▶ INSTRUÇÃO 1: Segundo o texto fornecido, em que escola João Marcos está matriculado?

Da Agência Brasil, no Rio de Janeiro

20/08/2015 08h58

Apesar do avanço no trabalho de inclusão de crianças com deficiência na rede municipal de ensino do Rio de Janeiro, ainda há alunos que não conseguem frequentar as aulas regulares. O menino João Marcos, de 5 anos, filho da recepcionista Priscila Felix Batista Gomes da Silva, que está desempregada, é matriculado na escola Reverendo Álvares Reis, em Inhaúma, zona norte, mas não está avançando no aprendizado.

Segundo Priscila, João Marco apresenta retardo na fala, agitação e falta de tônus muscular, mas ainda não tem diagnóstico. “Já tem três anos que ele está lá, esperando mediador. É complicado porque a professora não consegue dar conta, ele não está aprendendo nada. A professora reclama que ele não fica quieto, joga tudo no chão. Ela queria que eu tirasse João Marco, que ele não ficasse o período todo na escola. Eu disse não posso fazer isso, porque quero que meu filho aprenda”.

Priscila conta que já procurou a ouvidoria da Secretaria Municipal de Educação (SME), mas não foi atendida. “Eles alegam que se não conseguem estagiário nem para quem tem diagnóstico, imagina para quem não tem. Agora, fiz uma reclamação na ouvidoria, eles falaram que eu podia ir lá na escola para ter uma resposta. Fui à escola e a diretora só falou que em agosto ia fazer contratações, mas até agora não chegou ninguém”.

A diretora executiva da Associação de Pais e Amigos dos Excepcionais (Apae Rio de Janeiro), Tânia Athayde, afirmou que recebe relatos de que nem todos os alunos inseridos têm monitor. “A maioria tem um monitor na sala de aula, não é para aquela pessoa. A realidade que a gente ouve, dos relatos das pessoas, é que isso não se dá com essa regularidade como é transmitido”.

▶ DADOS EXTRAÍDOS:

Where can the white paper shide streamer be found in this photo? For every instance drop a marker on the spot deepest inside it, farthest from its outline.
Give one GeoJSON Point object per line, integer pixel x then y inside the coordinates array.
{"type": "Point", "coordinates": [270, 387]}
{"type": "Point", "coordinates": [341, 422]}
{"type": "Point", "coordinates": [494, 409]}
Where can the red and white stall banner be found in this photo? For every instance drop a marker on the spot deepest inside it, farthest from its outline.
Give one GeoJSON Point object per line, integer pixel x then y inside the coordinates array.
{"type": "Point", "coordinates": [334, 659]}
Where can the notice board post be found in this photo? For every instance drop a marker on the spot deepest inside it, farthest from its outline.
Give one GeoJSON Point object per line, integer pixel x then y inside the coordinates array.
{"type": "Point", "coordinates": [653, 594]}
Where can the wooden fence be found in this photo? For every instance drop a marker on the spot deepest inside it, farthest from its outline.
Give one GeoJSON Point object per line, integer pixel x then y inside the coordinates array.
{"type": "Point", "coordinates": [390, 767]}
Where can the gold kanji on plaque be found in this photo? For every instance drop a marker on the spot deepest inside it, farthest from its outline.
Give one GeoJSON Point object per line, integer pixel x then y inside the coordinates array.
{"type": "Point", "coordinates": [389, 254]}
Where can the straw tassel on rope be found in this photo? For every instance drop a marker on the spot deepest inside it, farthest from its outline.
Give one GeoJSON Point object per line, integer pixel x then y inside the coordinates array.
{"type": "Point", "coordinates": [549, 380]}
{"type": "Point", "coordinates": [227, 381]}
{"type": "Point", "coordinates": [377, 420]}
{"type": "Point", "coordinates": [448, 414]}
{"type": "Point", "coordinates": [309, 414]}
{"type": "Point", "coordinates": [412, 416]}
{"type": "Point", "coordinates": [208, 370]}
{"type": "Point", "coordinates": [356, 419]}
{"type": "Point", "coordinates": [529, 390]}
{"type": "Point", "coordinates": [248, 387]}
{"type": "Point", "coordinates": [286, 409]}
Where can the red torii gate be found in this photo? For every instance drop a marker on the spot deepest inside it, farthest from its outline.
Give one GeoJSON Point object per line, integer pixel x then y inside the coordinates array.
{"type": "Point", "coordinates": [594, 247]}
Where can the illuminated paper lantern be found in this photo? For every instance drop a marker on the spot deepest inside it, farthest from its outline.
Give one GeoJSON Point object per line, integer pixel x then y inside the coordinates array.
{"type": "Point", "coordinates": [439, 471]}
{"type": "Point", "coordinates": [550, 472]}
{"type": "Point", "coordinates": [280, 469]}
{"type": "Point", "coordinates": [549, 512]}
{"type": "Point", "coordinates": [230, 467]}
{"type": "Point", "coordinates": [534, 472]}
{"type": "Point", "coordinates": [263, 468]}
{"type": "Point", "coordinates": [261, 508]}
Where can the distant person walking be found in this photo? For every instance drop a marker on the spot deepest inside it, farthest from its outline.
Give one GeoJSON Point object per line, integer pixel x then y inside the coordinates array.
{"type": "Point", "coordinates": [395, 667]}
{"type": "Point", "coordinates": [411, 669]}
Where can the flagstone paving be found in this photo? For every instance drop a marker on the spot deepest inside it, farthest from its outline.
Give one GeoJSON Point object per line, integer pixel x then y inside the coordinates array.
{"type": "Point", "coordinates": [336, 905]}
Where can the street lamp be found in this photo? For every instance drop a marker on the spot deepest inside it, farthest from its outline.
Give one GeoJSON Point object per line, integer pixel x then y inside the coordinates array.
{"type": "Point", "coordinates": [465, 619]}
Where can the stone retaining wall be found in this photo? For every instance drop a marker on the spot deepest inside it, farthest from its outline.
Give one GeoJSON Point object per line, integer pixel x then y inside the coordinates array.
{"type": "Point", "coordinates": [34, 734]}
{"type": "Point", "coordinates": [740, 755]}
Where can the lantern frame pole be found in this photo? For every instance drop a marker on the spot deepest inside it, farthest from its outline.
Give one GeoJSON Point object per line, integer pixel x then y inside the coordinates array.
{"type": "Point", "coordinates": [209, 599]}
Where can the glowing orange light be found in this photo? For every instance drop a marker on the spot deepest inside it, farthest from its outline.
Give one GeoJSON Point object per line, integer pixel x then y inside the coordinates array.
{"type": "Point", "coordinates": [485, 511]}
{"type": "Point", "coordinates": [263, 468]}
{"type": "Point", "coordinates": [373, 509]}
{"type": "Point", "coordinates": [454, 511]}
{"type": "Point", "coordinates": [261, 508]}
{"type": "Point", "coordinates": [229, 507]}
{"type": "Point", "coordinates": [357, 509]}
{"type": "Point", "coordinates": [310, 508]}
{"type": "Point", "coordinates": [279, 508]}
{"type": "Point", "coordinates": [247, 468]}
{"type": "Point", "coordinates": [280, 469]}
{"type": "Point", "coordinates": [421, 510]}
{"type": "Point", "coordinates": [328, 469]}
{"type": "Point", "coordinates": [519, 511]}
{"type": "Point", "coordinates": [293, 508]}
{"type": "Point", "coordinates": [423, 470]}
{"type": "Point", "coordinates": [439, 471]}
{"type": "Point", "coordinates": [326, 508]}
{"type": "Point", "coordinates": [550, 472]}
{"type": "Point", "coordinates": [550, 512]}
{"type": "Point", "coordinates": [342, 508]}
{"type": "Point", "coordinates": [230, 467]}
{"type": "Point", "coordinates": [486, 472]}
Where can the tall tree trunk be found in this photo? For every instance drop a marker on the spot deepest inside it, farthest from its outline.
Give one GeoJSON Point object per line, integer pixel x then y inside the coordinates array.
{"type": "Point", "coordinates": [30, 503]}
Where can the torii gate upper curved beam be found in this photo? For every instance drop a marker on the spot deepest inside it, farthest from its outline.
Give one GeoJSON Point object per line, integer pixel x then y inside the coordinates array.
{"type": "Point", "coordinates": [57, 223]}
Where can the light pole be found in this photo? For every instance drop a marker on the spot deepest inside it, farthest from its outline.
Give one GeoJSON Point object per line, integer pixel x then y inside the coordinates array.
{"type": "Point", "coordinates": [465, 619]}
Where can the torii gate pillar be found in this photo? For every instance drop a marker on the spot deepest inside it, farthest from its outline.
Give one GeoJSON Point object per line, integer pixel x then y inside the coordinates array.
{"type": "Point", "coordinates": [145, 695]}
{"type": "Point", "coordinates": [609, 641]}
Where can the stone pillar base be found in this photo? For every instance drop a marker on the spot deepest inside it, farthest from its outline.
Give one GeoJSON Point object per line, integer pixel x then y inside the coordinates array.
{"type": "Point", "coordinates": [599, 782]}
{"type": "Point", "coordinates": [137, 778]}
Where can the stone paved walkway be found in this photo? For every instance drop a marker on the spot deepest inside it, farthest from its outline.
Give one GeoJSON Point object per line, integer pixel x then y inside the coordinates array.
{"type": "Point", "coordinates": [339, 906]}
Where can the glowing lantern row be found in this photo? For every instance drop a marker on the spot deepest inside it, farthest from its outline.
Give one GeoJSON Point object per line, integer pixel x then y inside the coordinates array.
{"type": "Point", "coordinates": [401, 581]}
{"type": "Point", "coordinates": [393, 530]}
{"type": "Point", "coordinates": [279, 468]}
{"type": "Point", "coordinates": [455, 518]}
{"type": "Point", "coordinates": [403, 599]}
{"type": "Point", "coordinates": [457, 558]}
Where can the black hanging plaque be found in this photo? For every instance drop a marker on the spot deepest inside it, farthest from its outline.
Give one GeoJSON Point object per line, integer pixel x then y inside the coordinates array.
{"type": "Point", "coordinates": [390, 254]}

▶ INSTRUÇÃO 2: Localize nos dados extraídos todas as linhas que contêm a palavra "pole" e copie cada uma. Leve em conta a diferença entre maiúsculas e minúsculas.

▶ RESPOSTA 1: Na escola Reverendo Álvares Reis, em Inhaúma, zona norte do Rio de Janeiro.

▶ RESPOSTA 2:
Where can the lantern frame pole be found in this photo? For every instance drop a marker on the spot deepest inside it, farthest from its outline.
Where can the light pole be found in this photo? For every instance drop a marker on the spot deepest inside it, farthest from its outline.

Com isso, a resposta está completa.